# TEXT SEGMENT
:::::
There is a way in Python (the language under the hood in Sage), to get all the permuations of a sequence:
list(Permutations(totalSample))
We can tabulate the permuations, their probabilities, and the value of the test statistic that would be associated with that permutation:
Permutation | $t$ | $\mathbf{P}_0(T=t)$ |
Probability under Null | ||
(52, 54, 58) | 5 | $\frac{1}{6}$ |
(52, 58, 54) | 1 | $\frac{1}{6}$ |
(54, 52, 58) | 5 | $\frac{1}{6}$ |
(54, 58, 52) | 4 | $\frac{1}{6}$ |
(58, 52, 54) | 1 | $\frac{1}{6}$ |
(58, 54, 52) | 4 | $\frac{1}{6}$ |
allPerms = list(Permutations(totalSample))
for p in allPerms:
t = abs((p[0] + p[1])/2 - p[2]/1)
print p, " has t = ", t
To calculate the P-value for our test statistic $t_{obs} = 5$, we need to look at how many permutations would give rise to test statistics that are at least as big, and add up their probabilities.
:::::
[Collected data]
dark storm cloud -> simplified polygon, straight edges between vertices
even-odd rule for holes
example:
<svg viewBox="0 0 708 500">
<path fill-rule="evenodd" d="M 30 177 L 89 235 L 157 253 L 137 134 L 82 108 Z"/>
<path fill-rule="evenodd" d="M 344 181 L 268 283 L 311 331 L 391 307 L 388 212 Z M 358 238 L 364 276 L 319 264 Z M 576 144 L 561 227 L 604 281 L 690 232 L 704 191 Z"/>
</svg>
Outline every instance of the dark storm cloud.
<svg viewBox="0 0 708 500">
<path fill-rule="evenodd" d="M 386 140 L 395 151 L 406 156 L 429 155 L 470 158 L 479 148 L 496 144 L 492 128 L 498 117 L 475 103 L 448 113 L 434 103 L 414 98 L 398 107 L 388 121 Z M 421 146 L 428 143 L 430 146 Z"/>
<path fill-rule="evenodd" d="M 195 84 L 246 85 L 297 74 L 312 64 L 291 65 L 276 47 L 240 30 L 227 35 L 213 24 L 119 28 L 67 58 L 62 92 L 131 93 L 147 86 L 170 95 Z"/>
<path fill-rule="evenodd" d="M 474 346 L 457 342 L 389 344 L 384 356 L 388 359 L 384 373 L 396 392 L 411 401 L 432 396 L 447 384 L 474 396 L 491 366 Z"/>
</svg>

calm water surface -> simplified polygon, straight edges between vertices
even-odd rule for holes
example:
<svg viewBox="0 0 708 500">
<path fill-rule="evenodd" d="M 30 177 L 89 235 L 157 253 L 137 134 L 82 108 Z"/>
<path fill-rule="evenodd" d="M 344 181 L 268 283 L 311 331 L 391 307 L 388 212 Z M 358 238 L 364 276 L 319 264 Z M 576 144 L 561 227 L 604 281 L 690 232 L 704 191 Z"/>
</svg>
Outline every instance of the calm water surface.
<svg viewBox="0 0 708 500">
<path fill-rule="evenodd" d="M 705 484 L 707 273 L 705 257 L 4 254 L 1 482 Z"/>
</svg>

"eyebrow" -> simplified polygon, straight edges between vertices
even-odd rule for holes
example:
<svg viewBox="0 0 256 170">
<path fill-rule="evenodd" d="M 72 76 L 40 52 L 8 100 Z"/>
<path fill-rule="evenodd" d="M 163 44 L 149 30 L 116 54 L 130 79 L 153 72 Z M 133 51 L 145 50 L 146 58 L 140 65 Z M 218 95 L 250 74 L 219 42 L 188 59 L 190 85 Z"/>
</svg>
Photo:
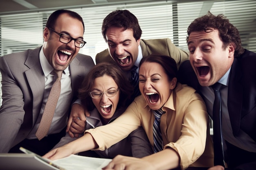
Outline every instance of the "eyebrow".
<svg viewBox="0 0 256 170">
<path fill-rule="evenodd" d="M 106 91 L 106 91 L 108 91 L 108 90 L 111 90 L 111 89 L 113 89 L 113 88 L 115 88 L 115 89 L 117 89 L 118 88 L 118 87 L 116 88 L 116 87 L 110 87 L 110 88 L 109 89 L 108 89 Z M 91 92 L 94 92 L 94 90 L 95 90 L 95 91 L 97 91 L 97 92 L 102 92 L 102 91 L 101 91 L 101 90 L 100 90 L 99 89 L 92 89 L 92 91 L 91 91 Z"/>
<path fill-rule="evenodd" d="M 210 41 L 213 44 L 214 44 L 214 42 L 213 41 L 213 40 L 211 39 L 200 39 L 199 40 L 199 42 L 201 42 L 202 41 Z M 188 42 L 188 46 L 189 45 L 189 44 L 193 43 L 193 41 L 189 41 Z"/>
<path fill-rule="evenodd" d="M 151 75 L 150 76 L 150 77 L 153 77 L 153 76 L 155 76 L 156 75 L 159 75 L 159 76 L 160 76 L 160 77 L 162 77 L 162 76 L 161 75 L 159 74 L 158 73 L 155 73 L 155 74 L 153 74 Z M 142 76 L 143 77 L 144 77 L 144 77 L 145 77 L 145 76 L 143 76 L 142 74 L 139 74 L 139 76 Z"/>
<path fill-rule="evenodd" d="M 82 39 L 83 40 L 83 37 L 79 37 L 77 38 L 74 38 L 73 37 L 72 37 L 69 33 L 65 31 L 61 31 L 61 32 L 60 33 L 60 34 L 65 34 L 66 35 L 67 35 L 69 36 L 70 36 L 71 37 L 72 37 L 72 38 L 74 38 L 74 39 Z"/>
<path fill-rule="evenodd" d="M 122 44 L 124 43 L 124 42 L 125 42 L 126 41 L 132 41 L 131 39 L 125 39 L 122 41 L 119 42 L 119 43 L 120 44 Z M 114 44 L 115 44 L 115 42 L 114 42 L 113 41 L 110 40 L 109 40 L 108 39 L 107 41 L 108 42 L 112 42 L 112 43 L 114 43 Z"/>
</svg>

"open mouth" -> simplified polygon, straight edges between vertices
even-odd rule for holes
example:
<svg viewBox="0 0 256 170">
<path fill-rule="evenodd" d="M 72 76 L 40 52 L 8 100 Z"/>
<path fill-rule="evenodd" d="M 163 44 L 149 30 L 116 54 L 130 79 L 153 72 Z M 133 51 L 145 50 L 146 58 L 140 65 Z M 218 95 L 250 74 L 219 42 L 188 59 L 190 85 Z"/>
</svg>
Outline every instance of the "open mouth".
<svg viewBox="0 0 256 170">
<path fill-rule="evenodd" d="M 59 50 L 58 51 L 58 61 L 61 63 L 64 63 L 67 62 L 72 54 L 71 52 L 64 50 Z"/>
<path fill-rule="evenodd" d="M 155 103 L 159 99 L 159 95 L 157 93 L 151 92 L 146 93 L 146 95 L 151 103 Z"/>
<path fill-rule="evenodd" d="M 130 62 L 130 56 L 126 56 L 123 57 L 117 57 L 118 61 L 121 65 L 126 65 Z"/>
<path fill-rule="evenodd" d="M 196 69 L 200 76 L 202 76 L 207 75 L 210 71 L 210 67 L 209 66 L 196 67 Z"/>
<path fill-rule="evenodd" d="M 112 108 L 112 105 L 102 105 L 101 106 L 101 110 L 103 113 L 108 114 L 111 111 L 111 108 Z"/>
</svg>

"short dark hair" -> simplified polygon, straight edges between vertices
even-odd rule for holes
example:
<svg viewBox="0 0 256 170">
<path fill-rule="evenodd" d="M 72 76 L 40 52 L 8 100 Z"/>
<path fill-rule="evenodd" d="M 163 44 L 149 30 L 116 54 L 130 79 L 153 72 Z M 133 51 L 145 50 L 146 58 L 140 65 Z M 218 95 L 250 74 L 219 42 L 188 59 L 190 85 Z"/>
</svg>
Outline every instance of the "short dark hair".
<svg viewBox="0 0 256 170">
<path fill-rule="evenodd" d="M 210 11 L 207 15 L 195 20 L 189 26 L 187 42 L 191 32 L 202 31 L 209 32 L 212 31 L 211 28 L 219 31 L 220 37 L 223 43 L 223 49 L 226 49 L 230 43 L 233 43 L 235 46 L 235 57 L 239 57 L 244 52 L 244 49 L 242 47 L 240 35 L 237 28 L 229 22 L 223 14 L 215 16 Z"/>
<path fill-rule="evenodd" d="M 177 65 L 176 61 L 172 58 L 158 54 L 152 54 L 142 58 L 139 63 L 139 67 L 146 62 L 158 63 L 162 65 L 169 81 L 171 81 L 174 77 L 177 78 Z"/>
<path fill-rule="evenodd" d="M 106 33 L 108 29 L 111 27 L 124 28 L 124 31 L 127 29 L 132 30 L 133 37 L 136 41 L 140 38 L 142 33 L 138 19 L 127 10 L 114 11 L 103 20 L 101 33 L 106 42 Z"/>
<path fill-rule="evenodd" d="M 55 26 L 55 24 L 56 23 L 56 20 L 58 19 L 58 17 L 59 16 L 60 16 L 60 15 L 64 13 L 67 13 L 70 17 L 77 19 L 80 21 L 83 24 L 83 33 L 84 33 L 84 23 L 83 23 L 83 20 L 82 17 L 76 12 L 66 9 L 60 9 L 55 11 L 54 12 L 52 13 L 51 14 L 49 17 L 48 18 L 45 27 L 48 28 L 54 29 Z M 67 24 L 72 24 L 72 23 L 67 23 Z"/>
<path fill-rule="evenodd" d="M 126 101 L 130 101 L 133 92 L 133 87 L 119 67 L 114 63 L 105 62 L 97 64 L 85 78 L 81 88 L 78 91 L 79 96 L 83 105 L 85 105 L 89 110 L 92 110 L 94 107 L 89 92 L 93 88 L 95 78 L 104 75 L 112 77 L 119 88 L 120 95 L 117 109 L 121 110 L 128 106 L 129 103 Z"/>
</svg>

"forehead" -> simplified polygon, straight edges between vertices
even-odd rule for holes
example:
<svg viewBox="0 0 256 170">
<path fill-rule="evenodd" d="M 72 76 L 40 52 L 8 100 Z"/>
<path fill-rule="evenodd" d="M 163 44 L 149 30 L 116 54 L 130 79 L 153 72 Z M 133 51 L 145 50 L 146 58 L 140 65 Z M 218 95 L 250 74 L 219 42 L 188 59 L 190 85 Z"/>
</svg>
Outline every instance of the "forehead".
<svg viewBox="0 0 256 170">
<path fill-rule="evenodd" d="M 149 74 L 155 73 L 161 73 L 164 72 L 163 67 L 158 63 L 155 62 L 145 62 L 141 64 L 139 67 L 140 74 L 145 73 Z"/>
<path fill-rule="evenodd" d="M 133 37 L 133 31 L 130 29 L 125 30 L 123 28 L 110 27 L 106 32 L 107 39 L 122 39 L 128 38 L 131 39 Z"/>
<path fill-rule="evenodd" d="M 188 45 L 191 43 L 200 43 L 204 41 L 209 41 L 214 43 L 220 41 L 219 31 L 217 29 L 214 29 L 208 32 L 204 31 L 194 31 L 191 32 L 188 39 Z"/>
<path fill-rule="evenodd" d="M 108 85 L 117 85 L 117 83 L 111 76 L 104 74 L 103 76 L 97 77 L 94 81 L 94 86 Z"/>
</svg>

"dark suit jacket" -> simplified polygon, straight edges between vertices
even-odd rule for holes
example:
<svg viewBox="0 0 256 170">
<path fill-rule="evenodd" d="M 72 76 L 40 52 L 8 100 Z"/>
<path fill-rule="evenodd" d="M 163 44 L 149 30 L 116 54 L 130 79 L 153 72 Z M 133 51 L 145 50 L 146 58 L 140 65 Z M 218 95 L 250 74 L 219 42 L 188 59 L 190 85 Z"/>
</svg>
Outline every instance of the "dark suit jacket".
<svg viewBox="0 0 256 170">
<path fill-rule="evenodd" d="M 188 53 L 177 48 L 169 38 L 148 40 L 141 39 L 140 44 L 144 57 L 152 53 L 170 56 L 175 60 L 178 67 L 182 62 L 189 59 Z M 107 49 L 97 54 L 95 58 L 97 63 L 103 62 L 115 63 Z"/>
<path fill-rule="evenodd" d="M 242 130 L 256 142 L 256 53 L 253 52 L 245 50 L 235 58 L 230 71 L 227 105 L 234 136 Z M 181 65 L 178 78 L 181 83 L 198 91 L 200 85 L 189 61 Z"/>
<path fill-rule="evenodd" d="M 36 122 L 45 90 L 39 61 L 41 47 L 0 57 L 3 99 L 0 108 L 0 153 L 25 139 Z M 70 65 L 72 98 L 94 65 L 92 58 L 78 54 Z"/>
</svg>

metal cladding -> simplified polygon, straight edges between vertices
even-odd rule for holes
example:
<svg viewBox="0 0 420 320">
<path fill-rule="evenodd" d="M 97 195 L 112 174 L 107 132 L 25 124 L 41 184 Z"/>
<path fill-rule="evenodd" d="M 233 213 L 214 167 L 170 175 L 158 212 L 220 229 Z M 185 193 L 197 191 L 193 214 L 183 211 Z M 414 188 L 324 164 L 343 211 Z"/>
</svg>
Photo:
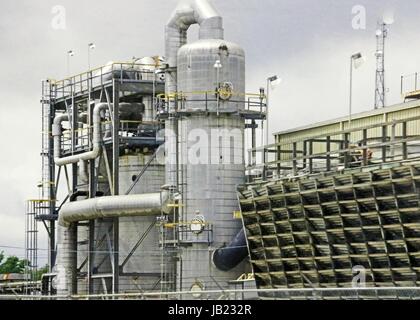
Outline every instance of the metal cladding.
<svg viewBox="0 0 420 320">
<path fill-rule="evenodd" d="M 418 286 L 419 179 L 412 162 L 240 188 L 258 288 Z"/>
<path fill-rule="evenodd" d="M 192 24 L 200 25 L 200 39 L 187 44 Z M 226 287 L 244 268 L 219 270 L 209 250 L 230 243 L 241 230 L 233 212 L 236 186 L 245 180 L 245 120 L 239 115 L 245 107 L 245 53 L 223 40 L 222 17 L 207 1 L 197 0 L 174 11 L 166 27 L 166 55 L 166 183 L 178 186 L 182 195 L 183 223 L 207 221 L 201 232 L 180 235 L 181 245 L 189 245 L 182 250 L 179 289 L 188 291 L 197 283 Z M 229 92 L 222 97 L 219 89 Z M 192 159 L 197 154 L 199 159 Z"/>
<path fill-rule="evenodd" d="M 215 68 L 215 62 L 220 65 Z M 229 99 L 217 99 L 217 87 Z M 224 88 L 227 86 L 227 88 Z M 237 112 L 245 108 L 245 52 L 237 44 L 206 39 L 184 45 L 178 52 L 178 92 L 183 111 Z"/>
<path fill-rule="evenodd" d="M 167 62 L 165 92 L 167 95 L 177 94 L 177 59 L 179 49 L 187 43 L 187 31 L 193 24 L 200 25 L 200 39 L 223 39 L 223 19 L 207 0 L 181 1 L 174 10 L 165 28 L 165 55 Z M 210 88 L 212 88 L 211 86 Z M 211 90 L 207 88 L 207 90 Z M 168 131 L 178 131 L 177 121 L 174 119 L 176 106 L 169 102 L 170 118 L 166 121 Z M 178 184 L 177 177 L 177 136 L 167 135 L 167 169 L 166 181 L 170 185 Z"/>
</svg>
:::::
Write what comes next in the text about permutation tests in Sage, starting after its last sentence. The records have no connection to the text about permutation tests.

$$ \begin{array}{lcl}\text{P-value} &=& \mathbf{P}_0(T \geq t_{obs}) \\&=&\mathbf{P}_0(T \geq 5)\\&=&\frac{1}{6} + \frac {1}{6} \\&=&\frac{2}{6}\\ &=&\frac{1}{3} \\ &\approx & 0.333\end{array} $$We could write ourselves a little bit of code to do this in SageMath. As you can see, we could easily improve this to make it more flexible so that we could use it for different numbers of samples, but it will do for now.
allPerms = list(Permutations(totalSample))
pProb = 1/len(allPerms)
pValue = 0
tobs = 5
for p in allPerms:
t = abs((p[0] + p[1])/2 - p[2]/1)
if t >= tobs:
pValue = pValue + pProb
pValue
This means that there is little or no evidence against the null hypothesis (that the shell diameter observations are from the same DF).
The lowest possible P-value for a pooled sample of size $N=m+n$ is $\displaystyle\frac{1}{N!}$. Can you see why this is?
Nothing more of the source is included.